## AIM OF THE EXERCISE
Only the lines from the one containing "For the evaluation set, tag each instance of the yellow diamond" through the final line of the material below should be output, exactly as they stand.

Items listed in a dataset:
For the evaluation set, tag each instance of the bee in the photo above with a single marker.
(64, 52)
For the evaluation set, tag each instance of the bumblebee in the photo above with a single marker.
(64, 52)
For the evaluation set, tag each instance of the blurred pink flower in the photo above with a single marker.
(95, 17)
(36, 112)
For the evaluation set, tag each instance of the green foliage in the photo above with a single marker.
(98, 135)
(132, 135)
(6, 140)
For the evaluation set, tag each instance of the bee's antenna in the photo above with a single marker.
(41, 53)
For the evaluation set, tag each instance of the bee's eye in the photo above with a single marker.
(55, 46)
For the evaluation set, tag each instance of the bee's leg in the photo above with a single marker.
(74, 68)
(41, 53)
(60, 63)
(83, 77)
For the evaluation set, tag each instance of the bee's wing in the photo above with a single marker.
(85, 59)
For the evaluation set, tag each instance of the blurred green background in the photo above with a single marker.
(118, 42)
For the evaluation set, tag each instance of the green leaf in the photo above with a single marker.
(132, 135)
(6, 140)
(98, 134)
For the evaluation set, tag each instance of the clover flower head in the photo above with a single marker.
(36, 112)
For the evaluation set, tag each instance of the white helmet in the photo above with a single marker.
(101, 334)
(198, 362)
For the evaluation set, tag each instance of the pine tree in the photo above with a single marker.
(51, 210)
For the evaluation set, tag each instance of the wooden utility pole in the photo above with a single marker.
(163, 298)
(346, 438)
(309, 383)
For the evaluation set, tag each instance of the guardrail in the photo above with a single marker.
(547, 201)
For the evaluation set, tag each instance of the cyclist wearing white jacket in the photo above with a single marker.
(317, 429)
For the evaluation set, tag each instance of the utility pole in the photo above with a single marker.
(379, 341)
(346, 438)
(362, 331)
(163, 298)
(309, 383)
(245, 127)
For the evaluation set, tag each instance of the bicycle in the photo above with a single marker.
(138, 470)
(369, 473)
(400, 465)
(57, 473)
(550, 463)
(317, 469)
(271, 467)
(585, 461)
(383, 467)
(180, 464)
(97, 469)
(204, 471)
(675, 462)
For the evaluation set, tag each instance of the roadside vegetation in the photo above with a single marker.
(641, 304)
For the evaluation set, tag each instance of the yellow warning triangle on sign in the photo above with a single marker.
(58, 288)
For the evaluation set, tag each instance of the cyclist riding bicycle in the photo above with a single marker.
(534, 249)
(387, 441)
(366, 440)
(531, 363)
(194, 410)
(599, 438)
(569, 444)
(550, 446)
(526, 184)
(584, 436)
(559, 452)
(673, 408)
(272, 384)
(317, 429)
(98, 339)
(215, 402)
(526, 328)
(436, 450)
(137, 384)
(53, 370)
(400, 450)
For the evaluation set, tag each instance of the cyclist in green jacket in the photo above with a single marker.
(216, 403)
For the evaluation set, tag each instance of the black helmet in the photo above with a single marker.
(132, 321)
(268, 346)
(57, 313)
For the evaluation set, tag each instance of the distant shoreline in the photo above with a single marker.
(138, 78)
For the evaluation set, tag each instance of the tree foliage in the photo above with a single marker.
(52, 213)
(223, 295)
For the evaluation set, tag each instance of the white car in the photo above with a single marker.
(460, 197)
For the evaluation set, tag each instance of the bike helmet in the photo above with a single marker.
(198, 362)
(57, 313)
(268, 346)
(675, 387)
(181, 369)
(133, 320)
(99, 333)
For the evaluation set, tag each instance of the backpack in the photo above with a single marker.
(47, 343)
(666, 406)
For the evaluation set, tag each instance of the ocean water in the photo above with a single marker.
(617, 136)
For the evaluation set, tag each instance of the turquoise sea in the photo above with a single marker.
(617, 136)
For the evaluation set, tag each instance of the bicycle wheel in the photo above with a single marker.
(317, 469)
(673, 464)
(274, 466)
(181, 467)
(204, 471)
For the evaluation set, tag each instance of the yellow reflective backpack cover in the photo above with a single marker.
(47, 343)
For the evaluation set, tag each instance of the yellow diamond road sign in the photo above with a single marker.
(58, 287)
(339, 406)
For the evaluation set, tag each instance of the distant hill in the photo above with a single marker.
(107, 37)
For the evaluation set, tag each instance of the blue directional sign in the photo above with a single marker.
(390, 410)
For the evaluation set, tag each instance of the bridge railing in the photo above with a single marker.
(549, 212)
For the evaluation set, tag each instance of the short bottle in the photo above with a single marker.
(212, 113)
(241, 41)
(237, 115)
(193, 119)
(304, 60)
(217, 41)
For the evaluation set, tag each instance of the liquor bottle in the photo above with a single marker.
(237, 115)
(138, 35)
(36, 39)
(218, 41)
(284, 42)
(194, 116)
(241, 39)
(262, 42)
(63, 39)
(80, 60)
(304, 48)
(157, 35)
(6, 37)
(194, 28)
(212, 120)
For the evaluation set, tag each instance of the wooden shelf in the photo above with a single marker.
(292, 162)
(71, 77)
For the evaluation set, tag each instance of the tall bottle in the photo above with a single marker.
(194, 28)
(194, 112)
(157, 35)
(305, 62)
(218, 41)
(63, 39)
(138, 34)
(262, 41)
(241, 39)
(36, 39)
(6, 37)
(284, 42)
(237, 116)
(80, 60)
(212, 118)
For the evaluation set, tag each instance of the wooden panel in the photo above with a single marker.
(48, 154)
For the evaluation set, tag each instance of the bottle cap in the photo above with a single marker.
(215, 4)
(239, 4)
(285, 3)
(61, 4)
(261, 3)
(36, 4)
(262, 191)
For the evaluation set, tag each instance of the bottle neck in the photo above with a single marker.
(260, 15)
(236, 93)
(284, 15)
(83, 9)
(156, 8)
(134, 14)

## ANSWER FOR THIS EXERCISE
For the evaluation set, tag each instance of the yellow diamond road sign in the photo above with a single marker.
(58, 287)
(339, 406)
For the evaluation set, tag each instance of the distant hill in the photo above with a single marker.
(107, 37)
For the evaluation set, tag each instance of the blue directional sign in the photo above with a single marker.
(390, 410)
For the evaluation set, tag each instance of the bridge railing in the photo above with a single marker.
(549, 212)
For the evaluation set, tag each instance of the short bottle in the photo above with a single marker.
(212, 113)
(241, 41)
(237, 115)
(193, 119)
(304, 60)
(217, 41)
For the evaluation set, tag each instance of the liquor bottle in the photo above with a single marker.
(237, 115)
(138, 35)
(36, 39)
(218, 41)
(284, 42)
(194, 116)
(241, 39)
(262, 42)
(63, 39)
(80, 60)
(304, 48)
(157, 35)
(6, 37)
(194, 28)
(212, 120)
For the evaluation set, tag each instance of the wooden shelf in the photo above with a single marker.
(292, 162)
(71, 77)
For the evaluation set, tag each instance of the tall bottle in the photo above with a single marker.
(194, 28)
(194, 112)
(157, 35)
(305, 62)
(218, 41)
(63, 39)
(138, 34)
(262, 41)
(241, 39)
(36, 39)
(6, 37)
(284, 42)
(237, 116)
(80, 60)
(212, 118)
For the evaluation set, tag each instance of the wooden panel in the photo above with a single marker.
(48, 154)
For the evaluation set, tag each instance of the bottle cap in the photo above with a single marker.
(215, 4)
(239, 4)
(285, 3)
(61, 4)
(261, 3)
(36, 4)
(262, 191)
For the evaluation set, tag each instance of the bottle neck in the photo above with a single marker.
(260, 15)
(236, 93)
(284, 15)
(83, 9)
(156, 8)
(134, 14)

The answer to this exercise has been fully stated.